• [Short exercise] In the piece on types of rubbish friends, what share of the time can the Flakers be relied on to call back or show up?

------ Excerpt provided ------

Most of us know that we have a few rubbish friends.
The Non-Supporters, who are pretty devastated when you lose weight, get a raise or start a business that does really, really well.
The One-Siders, who will happily tell you all about their day, their life, their problems but couldn’t give the square root of fuck all about you.
The Users, who only call you when they need something.
The Drainers, who leave you emotionally wrung out like a soggy wet towel.
The Bad Behaviours – the ones that are always encouraging you to make bad choices (‘you should totally buy that/ditch him/eat more/skull that’).
The Used-to-Bes, who you used to be friends with because of high school or because your children were the same age or back when they used to be fun.
The Flakers, who you can only rely on calling back/showing up 20% of the time.
I am certainly not advocating you ditch the lot of them. The Flakers are often excellent company when they do, eventually, show up – which is why their flaking is so routinely tolerated. The Bad Behaviours are clearly not great for your health but Gosh! do they know how to have FUN and it is certainly true that, ‘No good story ever started with a salad’. Most of us have been guilty of being a Non-Supporter at some point, whether it be down to good old-fashioned jealousy or the whole, their-success-acting-as-a-mirror-for-our-own-failings, kind of a deal. However, the occasional friend cull can be healthy and probably explains why I can count most of mine on two hands.
That said, I am (at the risk of sounding like a total wanker) a collector of people. I am always on the look-out for the good ones. The ones that leave you feeling BETTER from having been in their company. The ones who manage to make you somehow SMARTER or FUNNIER or INSPIRED to do FABULOUS things. When it comes to relationships, both socially and professionally, punching above your own weight is highly recommended and can have a positive knock-on effect on your own quality of life.
Take Skiing for example. Fastest way to improve your skills on the slopes – bar shagging an instructor all season long (obviously) – is to ski with people who are better than you. Same goes for life – which is why the experts advise you should socialise with friends who are already where you want to be. Gary Vaynerchuk agrees with me. Between being wildly successful and making videos telling us how we can be, he says, ‘Who you hang out with is a huge deal.’ He suggests if we are looking to get ahead we should ‘Add one new winner friend and cut one loser friend’ even if they have ‘been your boy since the 4th grade’ because now ‘he just sits at home and smokes weed and plays 2k all day. You can only love him so much.’ Please note – this advice tends to sound a lot better in an American accent.

------ Data segment ------

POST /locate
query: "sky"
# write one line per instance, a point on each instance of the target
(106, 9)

------

• [Task result] 20% of the time.